**Stated task:** Begin at the line below that contains "Look at the photo above. For each instance of the road". Repeat it and all remaining lines of the records exactly.
-------- Record set
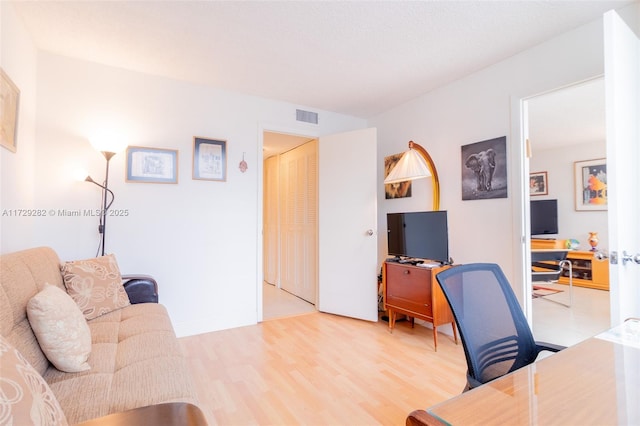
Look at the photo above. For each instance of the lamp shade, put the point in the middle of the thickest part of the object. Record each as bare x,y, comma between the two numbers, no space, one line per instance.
107,143
411,166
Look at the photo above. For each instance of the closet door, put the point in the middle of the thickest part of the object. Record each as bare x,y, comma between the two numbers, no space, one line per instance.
271,237
299,224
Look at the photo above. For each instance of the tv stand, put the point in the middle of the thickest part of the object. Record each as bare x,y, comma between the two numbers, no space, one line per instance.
413,291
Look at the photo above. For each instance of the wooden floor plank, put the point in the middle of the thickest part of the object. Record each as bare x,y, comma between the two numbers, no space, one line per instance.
321,369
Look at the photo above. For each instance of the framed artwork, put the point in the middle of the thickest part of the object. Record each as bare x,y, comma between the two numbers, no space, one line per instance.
152,165
538,183
9,103
484,169
590,181
209,159
398,189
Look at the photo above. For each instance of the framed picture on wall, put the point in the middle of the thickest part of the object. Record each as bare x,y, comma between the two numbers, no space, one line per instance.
590,181
484,169
398,189
209,159
152,165
538,183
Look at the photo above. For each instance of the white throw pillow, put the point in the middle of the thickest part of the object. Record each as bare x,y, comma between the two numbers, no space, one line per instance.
26,397
61,330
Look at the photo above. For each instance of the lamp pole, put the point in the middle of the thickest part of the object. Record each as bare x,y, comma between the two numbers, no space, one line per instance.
102,229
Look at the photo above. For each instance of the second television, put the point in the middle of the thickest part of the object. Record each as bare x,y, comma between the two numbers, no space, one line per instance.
419,235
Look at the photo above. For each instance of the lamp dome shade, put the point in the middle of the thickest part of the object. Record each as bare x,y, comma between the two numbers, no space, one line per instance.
411,166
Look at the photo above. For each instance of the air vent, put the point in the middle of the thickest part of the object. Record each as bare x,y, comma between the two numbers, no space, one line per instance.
306,116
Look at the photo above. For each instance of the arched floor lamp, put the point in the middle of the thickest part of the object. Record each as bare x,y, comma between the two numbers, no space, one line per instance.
106,204
416,164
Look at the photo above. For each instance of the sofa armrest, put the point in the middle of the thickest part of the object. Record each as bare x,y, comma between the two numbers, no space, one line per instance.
140,288
422,418
173,413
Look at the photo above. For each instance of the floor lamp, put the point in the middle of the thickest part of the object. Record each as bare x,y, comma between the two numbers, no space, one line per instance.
416,164
102,227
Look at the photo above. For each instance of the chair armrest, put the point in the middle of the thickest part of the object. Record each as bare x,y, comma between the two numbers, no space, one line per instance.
422,418
173,413
140,288
551,347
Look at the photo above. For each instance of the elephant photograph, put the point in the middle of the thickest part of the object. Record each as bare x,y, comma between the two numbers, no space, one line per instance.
484,169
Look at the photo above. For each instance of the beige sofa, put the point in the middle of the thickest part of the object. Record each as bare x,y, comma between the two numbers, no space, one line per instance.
135,359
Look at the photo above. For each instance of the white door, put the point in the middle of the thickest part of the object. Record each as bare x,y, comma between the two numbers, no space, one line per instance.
622,86
348,282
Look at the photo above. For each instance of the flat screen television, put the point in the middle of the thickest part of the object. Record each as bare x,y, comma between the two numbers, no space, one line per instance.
418,235
544,217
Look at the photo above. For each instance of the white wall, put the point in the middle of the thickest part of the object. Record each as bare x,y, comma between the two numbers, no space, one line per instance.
473,109
18,58
558,163
198,238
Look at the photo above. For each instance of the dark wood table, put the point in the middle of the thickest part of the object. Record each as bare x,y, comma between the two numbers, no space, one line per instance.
596,382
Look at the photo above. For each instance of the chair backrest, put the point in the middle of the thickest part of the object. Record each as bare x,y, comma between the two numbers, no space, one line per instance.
494,331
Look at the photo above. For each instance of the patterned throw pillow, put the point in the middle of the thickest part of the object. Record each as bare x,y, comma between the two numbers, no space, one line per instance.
96,285
26,397
61,330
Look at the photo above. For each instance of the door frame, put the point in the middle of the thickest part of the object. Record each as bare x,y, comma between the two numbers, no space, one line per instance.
521,233
525,213
274,128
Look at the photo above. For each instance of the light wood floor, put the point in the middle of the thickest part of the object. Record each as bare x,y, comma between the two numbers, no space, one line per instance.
321,369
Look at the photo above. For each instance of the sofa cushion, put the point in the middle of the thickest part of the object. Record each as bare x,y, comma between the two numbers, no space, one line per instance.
96,285
136,360
26,397
60,328
23,275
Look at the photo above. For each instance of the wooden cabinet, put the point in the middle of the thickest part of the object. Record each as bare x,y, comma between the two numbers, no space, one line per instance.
587,271
413,291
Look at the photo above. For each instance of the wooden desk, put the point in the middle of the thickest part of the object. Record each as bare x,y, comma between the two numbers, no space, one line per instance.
413,291
595,382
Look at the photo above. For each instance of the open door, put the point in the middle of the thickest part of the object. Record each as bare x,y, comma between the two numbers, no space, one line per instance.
622,87
347,279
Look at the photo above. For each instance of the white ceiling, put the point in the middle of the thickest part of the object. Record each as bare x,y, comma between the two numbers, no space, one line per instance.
359,58
568,116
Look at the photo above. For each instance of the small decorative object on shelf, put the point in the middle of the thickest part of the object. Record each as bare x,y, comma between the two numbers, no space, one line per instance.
572,244
593,240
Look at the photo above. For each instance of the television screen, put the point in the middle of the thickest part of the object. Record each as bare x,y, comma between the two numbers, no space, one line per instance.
419,235
544,217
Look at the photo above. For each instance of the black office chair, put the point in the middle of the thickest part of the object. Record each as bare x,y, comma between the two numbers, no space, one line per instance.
494,331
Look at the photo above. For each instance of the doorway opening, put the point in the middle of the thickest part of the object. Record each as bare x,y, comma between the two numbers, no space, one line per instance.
289,225
564,127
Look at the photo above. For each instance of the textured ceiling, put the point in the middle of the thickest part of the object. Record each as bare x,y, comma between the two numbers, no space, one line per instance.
358,58
569,116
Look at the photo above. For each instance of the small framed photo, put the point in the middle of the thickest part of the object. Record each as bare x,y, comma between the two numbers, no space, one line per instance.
209,159
590,180
538,183
152,165
9,104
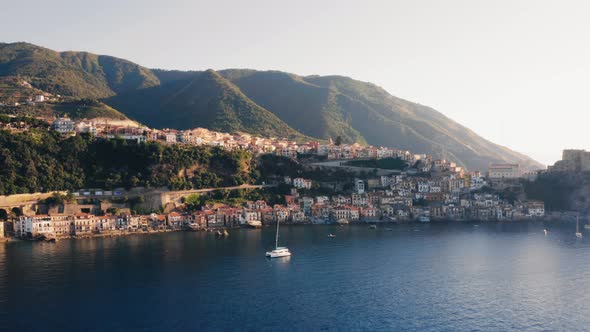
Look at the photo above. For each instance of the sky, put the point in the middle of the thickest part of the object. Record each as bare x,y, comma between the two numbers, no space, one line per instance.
516,72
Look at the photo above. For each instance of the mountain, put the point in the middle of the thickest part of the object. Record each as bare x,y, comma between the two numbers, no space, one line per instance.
74,74
205,99
260,102
330,106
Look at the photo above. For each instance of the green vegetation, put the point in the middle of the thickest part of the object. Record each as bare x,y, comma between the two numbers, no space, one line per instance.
206,100
76,74
271,195
264,103
384,163
39,160
58,199
561,191
86,109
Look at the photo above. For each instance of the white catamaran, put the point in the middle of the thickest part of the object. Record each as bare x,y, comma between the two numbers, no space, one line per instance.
278,251
578,233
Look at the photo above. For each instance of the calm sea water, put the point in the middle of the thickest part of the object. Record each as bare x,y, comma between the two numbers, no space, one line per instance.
461,277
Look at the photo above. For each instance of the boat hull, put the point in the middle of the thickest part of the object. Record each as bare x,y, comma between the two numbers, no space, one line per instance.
277,253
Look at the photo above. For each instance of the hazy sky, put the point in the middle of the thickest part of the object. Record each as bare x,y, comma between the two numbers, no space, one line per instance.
516,72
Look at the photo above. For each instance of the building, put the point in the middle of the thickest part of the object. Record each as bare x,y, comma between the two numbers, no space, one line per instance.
504,171
359,186
302,183
32,226
64,125
535,209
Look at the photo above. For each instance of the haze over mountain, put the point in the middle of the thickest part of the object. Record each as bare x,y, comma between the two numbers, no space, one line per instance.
259,102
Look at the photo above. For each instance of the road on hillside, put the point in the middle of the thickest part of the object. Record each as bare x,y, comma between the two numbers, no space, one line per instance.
177,192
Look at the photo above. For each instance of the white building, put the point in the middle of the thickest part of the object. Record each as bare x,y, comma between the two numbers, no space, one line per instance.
504,171
33,226
359,186
302,183
64,125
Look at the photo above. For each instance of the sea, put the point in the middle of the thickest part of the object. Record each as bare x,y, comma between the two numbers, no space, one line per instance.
426,277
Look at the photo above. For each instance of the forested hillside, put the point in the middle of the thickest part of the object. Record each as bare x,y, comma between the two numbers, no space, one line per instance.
40,161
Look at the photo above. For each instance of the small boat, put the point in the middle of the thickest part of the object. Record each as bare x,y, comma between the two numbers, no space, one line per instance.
278,251
255,223
225,233
578,233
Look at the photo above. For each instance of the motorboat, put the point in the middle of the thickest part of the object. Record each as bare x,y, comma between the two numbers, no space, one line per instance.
278,252
255,223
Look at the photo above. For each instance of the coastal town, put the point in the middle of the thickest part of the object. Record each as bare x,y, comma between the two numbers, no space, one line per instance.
427,190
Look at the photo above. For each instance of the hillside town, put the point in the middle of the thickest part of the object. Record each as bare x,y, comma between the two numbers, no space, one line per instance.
428,190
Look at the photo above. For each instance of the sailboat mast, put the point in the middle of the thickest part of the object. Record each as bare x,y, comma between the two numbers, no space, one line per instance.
277,236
----------------
**Expected answer:**
Look at the photo above. For each instance of the road on hillside, put the point in the middle of the thickest part of the object. Record each as bare x,y, comma between the two numbers, no space, one line per instance.
177,192
Look at the photo above. For each instance of the white building, put the point in the middle of the thickest part of the object. Record each as bare x,y, comma between the two numbers, no space, one line per instance.
504,171
33,226
359,186
302,183
64,125
Look at the photo above. For each instance of the sea, put the point in the middle of the thickest part of the object. Record each as bare x,y, comma between the two numbers, no space, one line per instance.
426,277
Look at the photo above. For each instance of the forested hillside, put the point in the middle of the thickest part of the object. Record each as bare x,y, comma between the two numbers, no space, one line per instance.
40,161
Look at the photo above. For each instance of the small boat, put the point in the middle of the thickest part of the object. Record each as bare x,y, comma between the two numbers, no space, one line per instance.
278,251
255,223
225,233
578,233
Look at the photo above. For each instance of the motorboat, put the point in the middle of the thickest part of the object. Record each as bare x,y, comma between the two numbers, no space, one line per instance.
278,252
255,223
Look at the photo above. For each instance of the coastal town, put the point in the middle of the thickest part of the object. Record each as bare x,y, comma between the two numbers, no space, one line per instance.
427,190
Look at the photo above. For each instance of the hillside town, put the point in the middle of the thickest part of the object. Record each as bare x,y, comma between the two numbers, no space, one line per instance.
428,190
Look at the photo above. For each instance of the sailboat mast, put the point in the middle of the thickest part of the object. Record each as bare x,y, comma between the two numbers, no space, one line per instance.
277,236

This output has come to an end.